## [SHORT TASK]
Please copy all of the following material word for word, keeping every line unchanged.
◆ ◆ ◆ ◆
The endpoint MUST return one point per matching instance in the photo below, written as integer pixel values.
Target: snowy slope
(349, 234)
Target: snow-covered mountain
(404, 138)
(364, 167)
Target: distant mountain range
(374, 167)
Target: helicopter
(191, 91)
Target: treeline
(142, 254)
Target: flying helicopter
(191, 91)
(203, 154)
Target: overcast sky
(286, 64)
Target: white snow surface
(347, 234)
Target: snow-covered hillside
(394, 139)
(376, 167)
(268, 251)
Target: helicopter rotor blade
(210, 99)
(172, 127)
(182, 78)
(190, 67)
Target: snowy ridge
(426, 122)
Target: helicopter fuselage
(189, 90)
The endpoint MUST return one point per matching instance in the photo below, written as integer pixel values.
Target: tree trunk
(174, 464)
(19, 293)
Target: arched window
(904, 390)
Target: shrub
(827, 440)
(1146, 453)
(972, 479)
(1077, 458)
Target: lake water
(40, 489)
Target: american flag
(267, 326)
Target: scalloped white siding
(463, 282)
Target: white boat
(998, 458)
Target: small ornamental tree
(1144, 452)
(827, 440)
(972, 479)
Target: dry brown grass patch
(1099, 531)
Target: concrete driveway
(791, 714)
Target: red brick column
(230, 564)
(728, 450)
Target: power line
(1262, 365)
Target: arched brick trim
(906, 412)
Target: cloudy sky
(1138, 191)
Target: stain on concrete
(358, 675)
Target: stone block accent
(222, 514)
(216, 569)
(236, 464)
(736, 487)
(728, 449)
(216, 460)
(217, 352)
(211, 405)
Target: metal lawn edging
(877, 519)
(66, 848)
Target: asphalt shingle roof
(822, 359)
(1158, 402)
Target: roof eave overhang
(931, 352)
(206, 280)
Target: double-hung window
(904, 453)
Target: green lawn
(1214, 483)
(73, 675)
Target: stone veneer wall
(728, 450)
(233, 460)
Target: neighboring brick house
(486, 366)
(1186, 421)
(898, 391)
◆ ◆ ◆ ◆
## [RESULT BELOW]
The endpoint MUST return one point per matching instance in the photo below, written as integer pixel values.
Target: snowy slope
(349, 234)
Target: snow-covered mountain
(404, 138)
(364, 167)
Target: distant mountain range
(374, 167)
Target: helicopter
(191, 91)
Target: treeline
(142, 254)
Target: flying helicopter
(191, 91)
(203, 154)
Target: overcast sky
(286, 64)
Target: white snow surface
(347, 234)
Target: snow-covered hillside
(394, 139)
(376, 167)
(268, 251)
Target: helicopter rotor blade
(210, 99)
(172, 127)
(182, 78)
(190, 67)
Target: snowy ridge
(426, 122)
Target: helicopter fuselage
(189, 90)
The endpoint MUST return one point per matching instance in the photo below, written as integer pixel values.
Target: tree trunk
(174, 464)
(19, 293)
Target: arched window
(904, 390)
Target: shrub
(827, 440)
(1146, 453)
(972, 479)
(1077, 458)
Target: lake water
(40, 489)
Target: american flag
(267, 326)
Target: scalloped white siding
(463, 282)
Target: white boat
(998, 458)
Target: small ornamental tree
(1144, 452)
(827, 440)
(972, 479)
Target: dry brown grass patch
(1099, 531)
Target: concrete driveway
(791, 714)
Target: red brick column
(230, 564)
(728, 450)
Target: power line
(1262, 365)
Target: arched brick trim
(906, 412)
Target: cloudy sky
(1138, 191)
Target: stain on concrete
(358, 675)
Target: stone block accent
(222, 514)
(216, 569)
(236, 464)
(736, 487)
(728, 449)
(216, 460)
(217, 352)
(211, 405)
Target: metal lawn edging
(877, 519)
(66, 848)
Target: asphalt shingle roof
(822, 359)
(1158, 402)
Target: roof eave overhang
(931, 352)
(206, 280)
Target: double-hung window
(904, 453)
Target: green lawn
(1214, 483)
(73, 675)
Target: stone veneer wall
(728, 450)
(233, 460)
Target: neighboring brick house
(486, 366)
(1186, 421)
(898, 391)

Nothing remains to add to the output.